Exercise directions:
Could you repeat every entry below word for word, leaving out the pictures?

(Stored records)
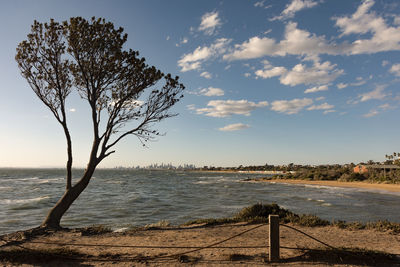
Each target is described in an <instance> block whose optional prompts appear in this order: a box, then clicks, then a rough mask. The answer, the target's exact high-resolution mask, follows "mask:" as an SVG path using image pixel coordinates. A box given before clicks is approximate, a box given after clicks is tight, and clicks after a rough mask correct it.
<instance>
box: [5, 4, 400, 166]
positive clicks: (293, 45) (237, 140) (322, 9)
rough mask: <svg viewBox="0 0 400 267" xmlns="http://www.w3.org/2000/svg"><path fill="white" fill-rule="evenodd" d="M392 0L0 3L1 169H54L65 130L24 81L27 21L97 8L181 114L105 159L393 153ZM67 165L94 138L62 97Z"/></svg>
mask: <svg viewBox="0 0 400 267" xmlns="http://www.w3.org/2000/svg"><path fill="white" fill-rule="evenodd" d="M399 14H400V2H399V1H397V0H393V1H387V0H385V1H383V0H375V1H373V0H364V1H355V0H354V1H351V0H287V1H281V0H279V1H278V0H264V1H256V0H254V1H252V0H248V1H245V0H229V1H228V0H224V1H211V0H207V1H184V0H170V1H162V0H157V1H156V0H149V1H122V0H119V1H90V0H86V1H74V0H72V1H43V0H37V1H28V0H26V1H21V0H19V1H2V2H1V8H0V21H1V25H2V27H1V28H0V36H2V41H1V49H0V76H1V77H0V79H1V81H2V83H1V86H0V92H1V98H0V114H1V116H0V137H1V138H0V148H1V149H0V167H6V166H12V167H21V166H26V167H54V166H56V167H62V166H63V165H64V164H65V161H66V146H65V139H64V136H63V132H62V129H61V127H60V126H59V125H58V123H57V122H56V121H55V120H54V118H53V117H52V116H51V114H50V112H49V111H48V110H47V109H46V108H45V107H44V105H43V104H42V103H41V102H40V101H39V100H38V99H37V98H36V96H35V95H34V93H33V92H32V90H31V89H30V88H29V86H28V84H27V82H26V81H25V80H24V79H23V78H22V77H21V75H20V73H19V69H18V67H17V65H16V63H15V60H14V56H15V48H16V46H17V45H18V43H19V42H21V41H22V40H24V39H25V38H26V35H27V34H28V32H29V30H30V25H31V24H32V23H33V20H35V19H36V20H38V21H40V22H47V21H49V19H50V18H54V19H55V20H57V21H63V20H66V19H68V18H70V17H73V16H82V17H85V18H90V17H92V16H96V17H104V18H105V19H106V20H109V21H111V22H113V23H114V24H115V26H122V27H123V28H124V29H125V32H126V33H128V41H127V43H126V48H132V49H134V50H138V51H139V52H140V54H141V56H144V57H145V58H146V60H147V62H148V63H149V64H151V65H155V66H156V67H157V68H159V69H161V70H162V71H163V72H165V73H172V74H174V75H179V76H180V77H181V81H182V82H183V83H184V84H185V86H186V88H187V89H186V92H185V97H184V99H183V100H182V101H181V102H179V103H178V104H177V106H176V107H174V109H173V111H174V112H178V113H179V116H177V117H175V118H172V119H169V120H166V121H164V122H162V123H160V124H159V125H157V126H156V127H157V128H158V129H160V131H161V132H165V133H166V135H165V136H163V137H160V138H159V139H158V141H157V142H152V143H150V144H149V145H148V147H147V148H143V147H142V146H141V145H140V142H139V141H138V140H137V139H136V138H134V137H132V138H128V139H125V140H124V141H122V142H121V143H120V144H119V145H118V147H117V153H115V154H113V155H111V156H110V157H109V158H107V159H106V160H105V161H104V162H103V163H102V164H101V166H102V167H113V166H133V165H135V166H136V165H142V166H143V165H148V164H151V163H162V162H163V163H172V164H175V165H178V164H183V163H192V164H196V165H197V166H203V165H209V166H210V165H213V166H238V165H240V164H243V165H263V164H266V163H268V164H288V163H291V162H293V163H298V164H326V163H328V164H333V163H349V162H354V163H358V162H360V161H367V160H369V159H372V160H377V161H382V160H384V159H385V157H384V155H385V154H391V153H392V152H394V151H399V150H400V149H399V148H400V139H399V134H400V118H399V106H400V89H399V84H400V83H399V82H400V15H399ZM68 109H69V113H68V121H69V124H70V127H71V132H72V138H73V151H74V166H75V167H82V166H85V164H86V161H87V159H88V156H89V149H90V144H91V130H90V120H89V116H88V113H87V112H88V110H87V107H86V103H85V102H84V101H83V100H81V99H80V98H79V96H77V95H71V96H70V99H69V100H68Z"/></svg>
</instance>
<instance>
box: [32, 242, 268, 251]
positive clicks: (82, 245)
mask: <svg viewBox="0 0 400 267" xmlns="http://www.w3.org/2000/svg"><path fill="white" fill-rule="evenodd" d="M26 243H32V244H45V245H59V246H76V247H110V248H165V249H171V248H172V249H174V248H176V249H183V248H187V249H198V248H203V247H176V246H174V247H172V246H131V245H107V244H82V243H59V242H44V241H28V242H26ZM265 247H266V246H231V247H223V246H218V247H214V246H212V247H210V248H265ZM267 247H268V246H267Z"/></svg>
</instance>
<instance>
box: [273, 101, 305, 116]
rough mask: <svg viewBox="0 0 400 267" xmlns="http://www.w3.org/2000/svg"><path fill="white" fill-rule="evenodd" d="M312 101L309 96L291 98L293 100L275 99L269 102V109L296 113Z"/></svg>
mask: <svg viewBox="0 0 400 267" xmlns="http://www.w3.org/2000/svg"><path fill="white" fill-rule="evenodd" d="M312 103H313V100H312V99H310V98H303V99H293V100H290V101H289V100H277V101H274V102H272V103H271V110H273V111H276V112H279V113H286V114H296V113H299V112H300V111H301V110H302V109H303V108H305V107H306V106H309V105H311V104H312Z"/></svg>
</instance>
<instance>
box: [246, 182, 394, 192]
mask: <svg viewBox="0 0 400 267" xmlns="http://www.w3.org/2000/svg"><path fill="white" fill-rule="evenodd" d="M252 181H259V182H267V183H281V184H297V185H321V186H331V187H345V188H362V189H372V190H385V191H389V192H396V193H400V184H378V183H368V182H341V181H324V180H321V181H308V180H296V179H269V180H267V179H254V180H252Z"/></svg>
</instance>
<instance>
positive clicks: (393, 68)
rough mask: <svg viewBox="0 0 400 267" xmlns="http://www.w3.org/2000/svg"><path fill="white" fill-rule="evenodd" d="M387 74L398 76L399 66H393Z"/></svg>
mask: <svg viewBox="0 0 400 267" xmlns="http://www.w3.org/2000/svg"><path fill="white" fill-rule="evenodd" d="M389 72H390V73H393V74H394V75H396V76H400V64H393V65H392V67H391V68H390V70H389Z"/></svg>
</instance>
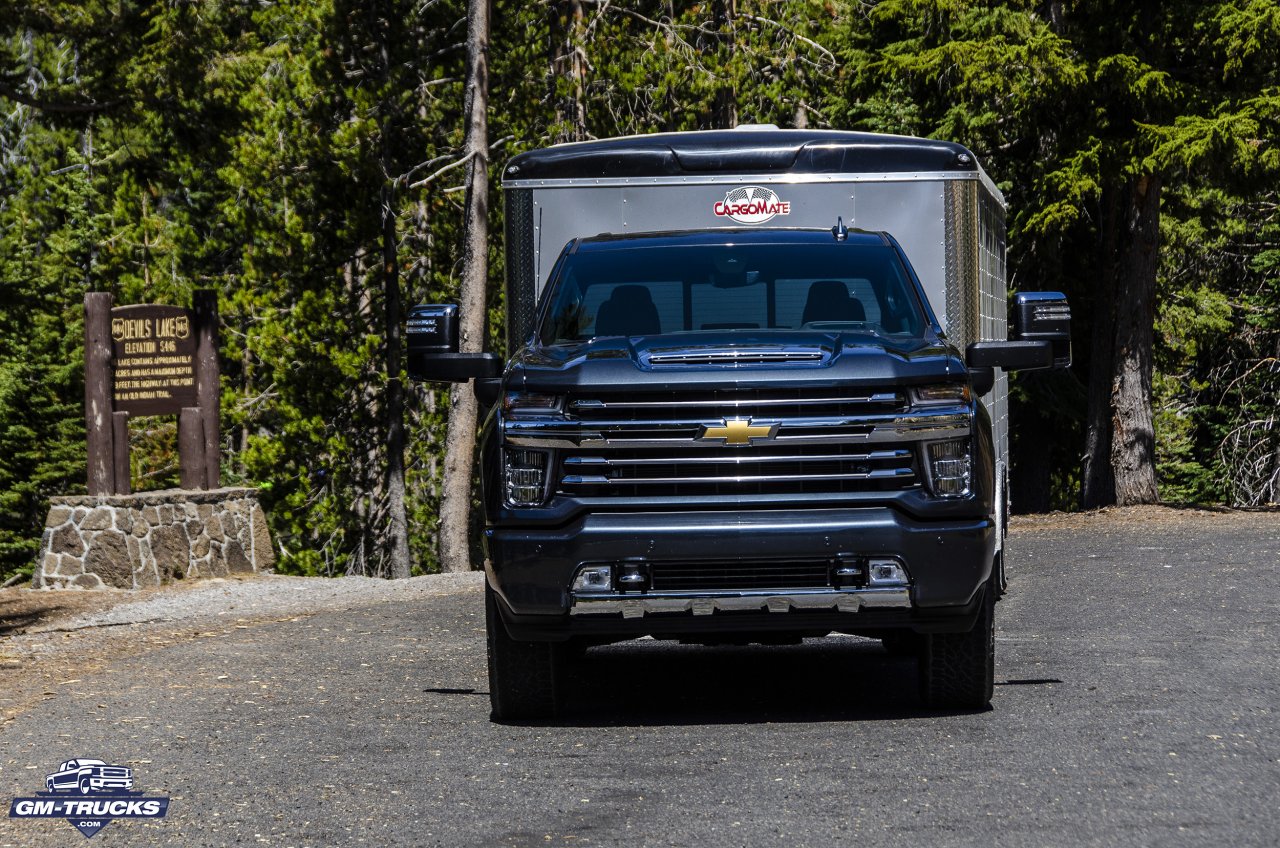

Answer for the task:
Each target is described in an <instance> block whose optional prompts appear in this order: a box, then clicks, then a rough mask. The answer, the target's exact high-resolution mask, follows "mask:" as an SVG path using image pixel coordinates. A box given before clicks is approximate, a box given after clicks is tight, and clicks after a rough mask correct it.
<instance>
box: [5, 4, 400, 166]
positive clicks: (293, 45) (237, 140) (322, 9)
rough mask: <svg viewBox="0 0 400 267" xmlns="http://www.w3.org/2000/svg"><path fill="white" fill-rule="evenodd" d="M392 0L0 3L1 169H54L65 130L24 81L27 21L97 8L181 114L105 159L393 153ZM67 165L94 138L62 97Z"/></svg>
mask: <svg viewBox="0 0 400 267" xmlns="http://www.w3.org/2000/svg"><path fill="white" fill-rule="evenodd" d="M399 14H400V2H399V1H397V0H393V1H387V0H385V1H383V0H375V1H373V0H364V1H355V0H354V1H351V0H287V1H281V0H279V1H278V0H264V1H256V0H254V1H252V0H248V1H245V0H229V1H228V0H224V1H211V0H207V1H184V0H170V1H162V0H157V1H156V0H149V1H122V0H119V1H90V0H86V1H74V0H72V1H43V0H37V1H28V0H26V1H21V0H19V1H2V2H1V8H0V21H1V25H2V27H1V28H0V36H2V41H1V49H0V76H1V77H0V79H1V81H2V83H1V86H0V92H1V98H0V114H1V116H0V137H1V138H0V148H1V149H0V167H6V166H12V167H21V166H26V167H54V166H56V167H62V166H63V165H64V164H65V161H66V146H65V139H64V136H63V132H62V129H61V127H60V126H59V125H58V123H57V122H56V121H55V120H54V118H53V117H52V116H51V114H50V112H49V111H48V110H47V109H46V108H45V107H44V105H43V104H42V103H41V102H40V101H39V100H38V99H37V98H36V96H35V95H34V93H33V92H32V90H31V89H30V88H29V86H28V84H27V82H26V81H25V80H24V79H23V78H22V77H21V75H20V73H19V69H18V67H17V65H16V63H15V60H14V56H15V48H16V46H17V45H18V43H19V42H21V41H22V40H24V39H25V38H26V35H27V34H28V32H29V30H30V25H31V24H32V23H33V20H35V19H36V20H38V21H40V22H47V21H49V19H50V18H54V19H55V20H57V21H63V20H66V19H68V18H70V17H73V16H82V17H85V18H90V17H92V16H96V17H104V18H105V19H106V20H109V21H111V22H113V23H114V24H115V26H122V27H123V28H124V29H125V32H126V33H128V41H127V43H126V48H132V49H134V50H138V51H139V52H140V54H141V56H144V57H145V58H146V60H147V62H148V63H149V64H151V65H155V66H156V67H157V68H159V69H161V70H162V71H163V72H165V73H172V74H174V75H179V76H180V77H181V81H182V82H183V83H184V84H185V86H186V88H187V89H186V92H185V97H184V99H183V100H182V101H181V102H179V103H178V104H177V106H176V107H174V109H173V111H174V112H178V113H179V116H177V117H175V118H172V119H169V120H166V121H164V122H162V123H160V124H159V125H157V126H156V127H157V128H158V129H160V131H161V132H165V133H166V135H165V136H163V137H160V138H159V139H158V141H157V142H152V143H150V144H149V145H148V147H147V148H143V147H142V146H141V145H140V142H139V141H138V140H137V139H136V138H134V137H132V138H128V139H125V140H124V141H122V142H121V143H120V144H119V145H118V147H117V153H115V154H113V155H111V156H110V157H109V158H107V159H106V160H105V161H104V162H103V163H102V164H101V166H102V167H113V166H133V165H135V166H136V165H142V166H143V165H148V164H151V163H162V162H163V163H172V164H175V165H178V164H183V163H192V164H196V165H197V166H203V165H209V166H210V165H213V166H238V165H240V164H243V165H263V164H266V163H268V164H288V163H291V162H293V163H298V164H326V163H328V164H333V163H349V162H354V163H358V162H360V161H367V160H369V159H372V160H377V161H382V160H384V159H385V157H384V155H385V154H391V153H392V152H394V151H399V150H400V149H399V148H400V139H399V134H400V118H399V106H400V89H399V84H400V83H399V82H400V15H399ZM68 109H69V113H68V121H69V124H70V127H71V132H72V138H73V151H74V166H75V167H82V166H85V164H86V161H87V159H88V156H89V149H90V144H91V130H90V120H89V116H88V113H87V112H88V110H87V107H86V103H85V102H84V101H83V100H81V99H80V98H79V96H77V95H71V96H70V99H69V100H68Z"/></svg>
</instance>
<instance>
box: [32, 242, 268, 251]
positive clicks: (82, 245)
mask: <svg viewBox="0 0 400 267" xmlns="http://www.w3.org/2000/svg"><path fill="white" fill-rule="evenodd" d="M26 243H32V244H45V245H59V246H76V247H110V248H165V249H171V248H172V249H174V248H176V249H183V248H187V249H198V248H203V247H176V246H174V247H172V246H131V245H107V244H82V243H59V242H44V241H28V242H26ZM265 247H266V246H231V247H223V246H218V247H214V246H212V247H210V248H265ZM267 247H268V246H267Z"/></svg>
</instance>
<instance>
box: [273, 101, 305, 116]
rough mask: <svg viewBox="0 0 400 267" xmlns="http://www.w3.org/2000/svg"><path fill="white" fill-rule="evenodd" d="M312 101L309 96L291 98L293 100L275 99L269 102V109L296 113Z"/></svg>
mask: <svg viewBox="0 0 400 267" xmlns="http://www.w3.org/2000/svg"><path fill="white" fill-rule="evenodd" d="M312 103H313V100H312V99H310V98H303V99H293V100H290V101H289V100H277V101H274V102H272V103H271V110H273V111H276V112H279V113H286V114H296V113H299V112H300V111H301V110H302V109H303V108H305V107H306V106H309V105H311V104H312Z"/></svg>
</instance>
<instance>
box: [246, 182, 394, 192]
mask: <svg viewBox="0 0 400 267" xmlns="http://www.w3.org/2000/svg"><path fill="white" fill-rule="evenodd" d="M252 181H259V182H267V183H281V184H297V185H321V186H331V187H345V188H362V189H372V190H385V191H389V192H396V193H400V184H378V183H368V182H341V181H324V180H321V181H308V180H296V179H269V180H267V179H254V180H252Z"/></svg>
</instance>
<instance>
positive clicks: (393, 68)
rough mask: <svg viewBox="0 0 400 267" xmlns="http://www.w3.org/2000/svg"><path fill="white" fill-rule="evenodd" d="M387 74L398 76L399 66H393Z"/></svg>
mask: <svg viewBox="0 0 400 267" xmlns="http://www.w3.org/2000/svg"><path fill="white" fill-rule="evenodd" d="M389 72H390V73H393V74H394V75H396V76H400V64H393V65H392V67H391V68H390V70H389Z"/></svg>
</instance>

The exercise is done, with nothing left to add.